EXERCISE GOAL:
Reproduce the material starting at its beginning and ending at the line that contains "25L0 1V292L82 297L53", substituting "ends" for "concludes" and leaving everything else unchanged.

========

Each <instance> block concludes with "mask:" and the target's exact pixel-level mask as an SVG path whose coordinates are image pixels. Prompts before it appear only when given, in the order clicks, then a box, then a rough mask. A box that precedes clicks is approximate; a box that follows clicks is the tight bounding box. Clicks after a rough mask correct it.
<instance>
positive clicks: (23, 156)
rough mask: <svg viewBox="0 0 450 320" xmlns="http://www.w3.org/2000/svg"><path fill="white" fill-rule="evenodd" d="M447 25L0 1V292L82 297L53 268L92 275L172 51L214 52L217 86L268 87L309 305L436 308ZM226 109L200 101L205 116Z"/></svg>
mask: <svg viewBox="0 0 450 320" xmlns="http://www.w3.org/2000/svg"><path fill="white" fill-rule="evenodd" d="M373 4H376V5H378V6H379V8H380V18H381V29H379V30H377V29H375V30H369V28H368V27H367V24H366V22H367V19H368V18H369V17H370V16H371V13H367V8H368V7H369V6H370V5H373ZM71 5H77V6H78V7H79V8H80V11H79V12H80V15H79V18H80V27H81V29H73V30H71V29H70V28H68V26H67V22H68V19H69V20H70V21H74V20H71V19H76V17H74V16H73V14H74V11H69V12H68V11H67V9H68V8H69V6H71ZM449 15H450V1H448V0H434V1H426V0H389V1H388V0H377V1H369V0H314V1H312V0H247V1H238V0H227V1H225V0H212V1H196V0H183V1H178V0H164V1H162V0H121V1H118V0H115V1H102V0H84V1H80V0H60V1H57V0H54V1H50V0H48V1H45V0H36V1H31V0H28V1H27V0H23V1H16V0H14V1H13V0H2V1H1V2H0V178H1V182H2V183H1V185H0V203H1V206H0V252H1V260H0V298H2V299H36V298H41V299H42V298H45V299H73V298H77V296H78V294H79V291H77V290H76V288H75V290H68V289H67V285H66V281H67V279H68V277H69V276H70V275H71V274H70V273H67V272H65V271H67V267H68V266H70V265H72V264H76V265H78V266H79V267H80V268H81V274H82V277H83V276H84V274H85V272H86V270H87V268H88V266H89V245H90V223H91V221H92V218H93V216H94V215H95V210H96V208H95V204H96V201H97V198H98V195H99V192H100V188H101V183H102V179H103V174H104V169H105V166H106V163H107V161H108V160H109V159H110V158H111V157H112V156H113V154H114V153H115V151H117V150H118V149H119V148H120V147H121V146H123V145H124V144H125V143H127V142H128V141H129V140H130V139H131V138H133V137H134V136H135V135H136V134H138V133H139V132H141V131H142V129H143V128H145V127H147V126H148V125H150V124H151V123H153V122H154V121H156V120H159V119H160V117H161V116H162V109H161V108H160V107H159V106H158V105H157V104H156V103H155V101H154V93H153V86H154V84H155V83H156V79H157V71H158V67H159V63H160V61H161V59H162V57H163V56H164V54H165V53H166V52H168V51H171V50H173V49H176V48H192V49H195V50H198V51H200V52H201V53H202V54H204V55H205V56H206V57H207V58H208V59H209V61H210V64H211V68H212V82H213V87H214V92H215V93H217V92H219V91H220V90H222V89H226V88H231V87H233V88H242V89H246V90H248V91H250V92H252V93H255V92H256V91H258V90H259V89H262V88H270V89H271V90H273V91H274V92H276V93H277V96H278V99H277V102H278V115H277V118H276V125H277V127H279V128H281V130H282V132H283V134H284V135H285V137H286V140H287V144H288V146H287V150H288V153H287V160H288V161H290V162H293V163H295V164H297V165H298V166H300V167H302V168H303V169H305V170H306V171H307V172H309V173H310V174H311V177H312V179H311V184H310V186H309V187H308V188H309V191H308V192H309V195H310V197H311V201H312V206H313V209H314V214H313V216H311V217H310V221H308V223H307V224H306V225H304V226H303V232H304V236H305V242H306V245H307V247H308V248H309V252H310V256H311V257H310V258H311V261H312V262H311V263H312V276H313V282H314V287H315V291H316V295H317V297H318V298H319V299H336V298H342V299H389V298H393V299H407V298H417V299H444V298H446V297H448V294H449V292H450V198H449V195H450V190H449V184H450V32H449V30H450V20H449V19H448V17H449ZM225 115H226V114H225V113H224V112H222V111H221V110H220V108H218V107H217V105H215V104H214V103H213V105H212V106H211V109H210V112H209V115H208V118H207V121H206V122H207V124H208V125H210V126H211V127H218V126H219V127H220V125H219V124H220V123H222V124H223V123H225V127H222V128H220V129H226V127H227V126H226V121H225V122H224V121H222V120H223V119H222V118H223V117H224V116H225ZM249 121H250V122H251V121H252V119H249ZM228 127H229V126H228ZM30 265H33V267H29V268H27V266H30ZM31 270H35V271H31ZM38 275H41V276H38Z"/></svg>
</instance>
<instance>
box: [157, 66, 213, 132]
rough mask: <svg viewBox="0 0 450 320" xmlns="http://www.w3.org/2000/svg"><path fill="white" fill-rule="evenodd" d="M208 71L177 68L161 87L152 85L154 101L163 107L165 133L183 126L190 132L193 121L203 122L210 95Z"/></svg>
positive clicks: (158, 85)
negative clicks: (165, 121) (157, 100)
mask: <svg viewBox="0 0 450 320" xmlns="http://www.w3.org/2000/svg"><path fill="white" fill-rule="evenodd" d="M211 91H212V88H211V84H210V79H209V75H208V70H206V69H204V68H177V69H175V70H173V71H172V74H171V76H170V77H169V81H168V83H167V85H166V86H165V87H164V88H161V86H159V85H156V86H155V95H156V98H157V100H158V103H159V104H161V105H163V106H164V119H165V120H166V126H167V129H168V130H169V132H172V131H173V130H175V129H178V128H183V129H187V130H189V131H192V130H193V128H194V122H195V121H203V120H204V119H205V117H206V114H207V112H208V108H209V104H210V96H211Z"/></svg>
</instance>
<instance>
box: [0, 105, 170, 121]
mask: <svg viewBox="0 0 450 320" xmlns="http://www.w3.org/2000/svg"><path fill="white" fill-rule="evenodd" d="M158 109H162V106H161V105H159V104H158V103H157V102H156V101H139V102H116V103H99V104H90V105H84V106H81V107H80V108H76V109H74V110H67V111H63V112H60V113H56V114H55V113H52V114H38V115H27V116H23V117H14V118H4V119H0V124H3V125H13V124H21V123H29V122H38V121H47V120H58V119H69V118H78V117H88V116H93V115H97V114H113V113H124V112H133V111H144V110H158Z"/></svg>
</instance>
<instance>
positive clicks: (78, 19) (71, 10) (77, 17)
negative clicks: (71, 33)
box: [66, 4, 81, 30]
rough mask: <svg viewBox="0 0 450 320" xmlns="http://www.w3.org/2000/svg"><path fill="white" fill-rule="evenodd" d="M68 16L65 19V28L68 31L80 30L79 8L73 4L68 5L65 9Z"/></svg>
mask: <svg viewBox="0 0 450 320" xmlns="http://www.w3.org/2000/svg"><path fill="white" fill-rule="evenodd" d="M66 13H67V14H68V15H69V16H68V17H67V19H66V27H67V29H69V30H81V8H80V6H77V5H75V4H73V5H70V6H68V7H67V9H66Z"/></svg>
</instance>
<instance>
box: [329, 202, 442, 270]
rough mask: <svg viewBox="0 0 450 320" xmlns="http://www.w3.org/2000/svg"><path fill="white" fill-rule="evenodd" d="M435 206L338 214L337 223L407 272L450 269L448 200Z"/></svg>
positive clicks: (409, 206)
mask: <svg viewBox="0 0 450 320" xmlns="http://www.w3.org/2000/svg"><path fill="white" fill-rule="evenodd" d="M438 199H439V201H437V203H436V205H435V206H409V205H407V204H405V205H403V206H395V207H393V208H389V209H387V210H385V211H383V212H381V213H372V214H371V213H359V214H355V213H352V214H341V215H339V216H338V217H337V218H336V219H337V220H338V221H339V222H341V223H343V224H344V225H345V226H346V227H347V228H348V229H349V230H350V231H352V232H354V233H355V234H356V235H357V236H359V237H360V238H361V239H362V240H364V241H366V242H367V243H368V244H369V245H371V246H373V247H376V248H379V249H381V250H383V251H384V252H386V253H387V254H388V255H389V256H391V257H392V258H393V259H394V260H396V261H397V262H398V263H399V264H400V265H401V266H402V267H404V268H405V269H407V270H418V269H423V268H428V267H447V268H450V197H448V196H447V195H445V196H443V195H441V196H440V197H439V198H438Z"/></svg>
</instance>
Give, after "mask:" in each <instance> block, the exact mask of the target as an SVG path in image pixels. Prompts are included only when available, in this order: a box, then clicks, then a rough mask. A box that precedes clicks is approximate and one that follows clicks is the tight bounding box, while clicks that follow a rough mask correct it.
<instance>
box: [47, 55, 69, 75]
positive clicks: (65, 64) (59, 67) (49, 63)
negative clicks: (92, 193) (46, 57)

========

SOLVED PROBLEM:
Each <instance> block ends with "mask:" and the target's exact pixel-level mask as an SVG path whose coordinates are image pixels. Prompts before it appear only when given, in the order clicks, then a box, then a rough mask. A box that precedes clicks is approximate; a box that follows clicks is the tight bounding box. Clicks after a rough mask correct it.
<instance>
positive clicks: (23, 156)
rough mask: <svg viewBox="0 0 450 320" xmlns="http://www.w3.org/2000/svg"><path fill="white" fill-rule="evenodd" d="M447 25L0 1V292L82 297L53 268L92 275L172 51L214 52L217 86L268 87L309 305L436 308ZM226 109L200 101L205 116Z"/></svg>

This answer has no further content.